**DOCUMENT SECTION**.
━━━━━━

When applying for Teacher Training, we asked Emily what special gift, talent or attribute she felt she’d bring to the course. Here’s her reply:
“I believe my special gift is my Type 1 diabetes. It took me a long time to be able to call this a ‘gift,’ but I truly believe that it is. Having reached my lowest point in life, and struggling with anxiety and depression, I can give others a helping hand. I’ll help them through my yoga practice. Yoga has helped me more than I can put into words, and I know it will only continue to lift me higher. If I can bring that to at least one person, and share my story of hope, I will consider myself successful in life.”
Emily recently completed her 200-hour teacher training. She has already enrolled in our 300-hour advanced teacher training, and soon will be teaching at Peachtree Yoga. She is off-the-charts wholehearted about her practice, as shown in her picture. She is equally whole-hearted about sharing yoga’s gifts with others.

━━━━━━

**DIRECTIONS**. Duplicate the passage on Emily's yoga teacher training verbatim, beginning with the words "Emily recently completed" and ending after the words "gifts with others.".

[Items from a pointing dataset]
━━━━━━

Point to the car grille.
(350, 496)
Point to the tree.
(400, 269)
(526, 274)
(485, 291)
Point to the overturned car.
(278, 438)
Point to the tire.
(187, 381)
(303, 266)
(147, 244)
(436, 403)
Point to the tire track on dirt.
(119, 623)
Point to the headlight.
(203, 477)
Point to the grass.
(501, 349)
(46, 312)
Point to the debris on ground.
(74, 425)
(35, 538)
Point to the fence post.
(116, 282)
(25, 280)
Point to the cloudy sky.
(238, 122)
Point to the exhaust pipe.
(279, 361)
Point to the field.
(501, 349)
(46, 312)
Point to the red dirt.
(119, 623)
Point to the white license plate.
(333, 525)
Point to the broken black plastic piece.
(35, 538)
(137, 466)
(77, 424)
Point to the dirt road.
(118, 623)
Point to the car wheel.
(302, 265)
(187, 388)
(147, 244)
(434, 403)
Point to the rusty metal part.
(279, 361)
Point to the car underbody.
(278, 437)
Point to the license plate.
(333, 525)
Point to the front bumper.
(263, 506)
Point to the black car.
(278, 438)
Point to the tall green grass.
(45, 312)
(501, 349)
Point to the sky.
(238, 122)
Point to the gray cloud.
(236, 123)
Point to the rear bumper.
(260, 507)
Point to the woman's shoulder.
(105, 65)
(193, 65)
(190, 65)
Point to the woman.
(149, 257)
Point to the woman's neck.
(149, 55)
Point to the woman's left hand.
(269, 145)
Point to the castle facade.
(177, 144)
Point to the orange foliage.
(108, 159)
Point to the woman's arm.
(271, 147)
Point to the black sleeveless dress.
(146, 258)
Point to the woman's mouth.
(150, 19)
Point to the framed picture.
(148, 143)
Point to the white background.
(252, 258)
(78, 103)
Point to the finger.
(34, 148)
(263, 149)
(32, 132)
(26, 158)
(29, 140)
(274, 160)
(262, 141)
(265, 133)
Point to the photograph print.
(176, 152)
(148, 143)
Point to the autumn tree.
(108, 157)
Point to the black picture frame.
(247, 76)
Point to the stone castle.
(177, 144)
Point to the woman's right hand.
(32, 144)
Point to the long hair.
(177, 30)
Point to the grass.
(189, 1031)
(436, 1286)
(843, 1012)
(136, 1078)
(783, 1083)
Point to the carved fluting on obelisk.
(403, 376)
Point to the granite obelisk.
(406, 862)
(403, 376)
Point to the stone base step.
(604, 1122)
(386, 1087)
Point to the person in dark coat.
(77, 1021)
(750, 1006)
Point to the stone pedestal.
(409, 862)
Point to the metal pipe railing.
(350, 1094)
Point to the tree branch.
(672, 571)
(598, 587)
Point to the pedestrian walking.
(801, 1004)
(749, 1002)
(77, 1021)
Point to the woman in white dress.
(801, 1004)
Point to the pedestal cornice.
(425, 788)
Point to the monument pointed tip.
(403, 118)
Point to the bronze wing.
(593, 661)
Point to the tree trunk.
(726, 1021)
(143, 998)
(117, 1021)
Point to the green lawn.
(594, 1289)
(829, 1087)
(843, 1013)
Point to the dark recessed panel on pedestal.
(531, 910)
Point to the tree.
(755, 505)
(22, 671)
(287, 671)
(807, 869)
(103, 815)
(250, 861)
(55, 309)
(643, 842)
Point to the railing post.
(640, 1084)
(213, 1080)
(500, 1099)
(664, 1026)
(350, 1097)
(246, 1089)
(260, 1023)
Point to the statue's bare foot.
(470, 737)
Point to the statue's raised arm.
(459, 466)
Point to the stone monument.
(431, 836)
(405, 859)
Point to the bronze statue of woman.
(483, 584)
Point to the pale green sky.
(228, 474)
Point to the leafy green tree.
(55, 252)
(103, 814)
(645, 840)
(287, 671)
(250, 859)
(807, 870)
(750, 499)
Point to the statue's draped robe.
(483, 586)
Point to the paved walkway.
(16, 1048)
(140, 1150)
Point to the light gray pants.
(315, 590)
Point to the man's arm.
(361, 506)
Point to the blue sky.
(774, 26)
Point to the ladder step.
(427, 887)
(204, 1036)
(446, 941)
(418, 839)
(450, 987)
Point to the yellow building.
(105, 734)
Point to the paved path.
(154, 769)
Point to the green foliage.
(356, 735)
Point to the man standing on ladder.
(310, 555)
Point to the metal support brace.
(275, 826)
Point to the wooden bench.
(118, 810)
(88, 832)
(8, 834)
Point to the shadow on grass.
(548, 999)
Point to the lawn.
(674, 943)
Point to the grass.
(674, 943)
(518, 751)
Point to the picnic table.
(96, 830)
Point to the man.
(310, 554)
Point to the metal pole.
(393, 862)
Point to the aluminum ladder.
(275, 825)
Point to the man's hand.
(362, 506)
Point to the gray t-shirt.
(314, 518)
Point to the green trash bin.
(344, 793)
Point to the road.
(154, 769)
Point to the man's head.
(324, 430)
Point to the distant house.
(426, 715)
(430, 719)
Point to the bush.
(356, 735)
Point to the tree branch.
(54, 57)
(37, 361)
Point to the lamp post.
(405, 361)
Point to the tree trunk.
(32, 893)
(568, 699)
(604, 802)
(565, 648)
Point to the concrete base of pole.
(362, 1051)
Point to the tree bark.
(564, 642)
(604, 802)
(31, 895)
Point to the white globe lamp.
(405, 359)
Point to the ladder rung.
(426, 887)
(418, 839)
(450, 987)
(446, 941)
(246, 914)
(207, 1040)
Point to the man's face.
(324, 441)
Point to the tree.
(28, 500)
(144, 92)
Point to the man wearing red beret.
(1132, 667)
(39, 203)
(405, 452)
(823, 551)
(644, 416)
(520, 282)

━━━━━━

**EXERCISE OUTPUT**.
Emily recently completed her 200-hour teacher training. She has already enrolled in our 300-hour advanced teacher training, and soon will be teaching at Peachtree Yoga. She is off-the-charts wholehearted about her practice, as shown in her picture. She is equally whole-hearted about sharing yoga’s gifts with others.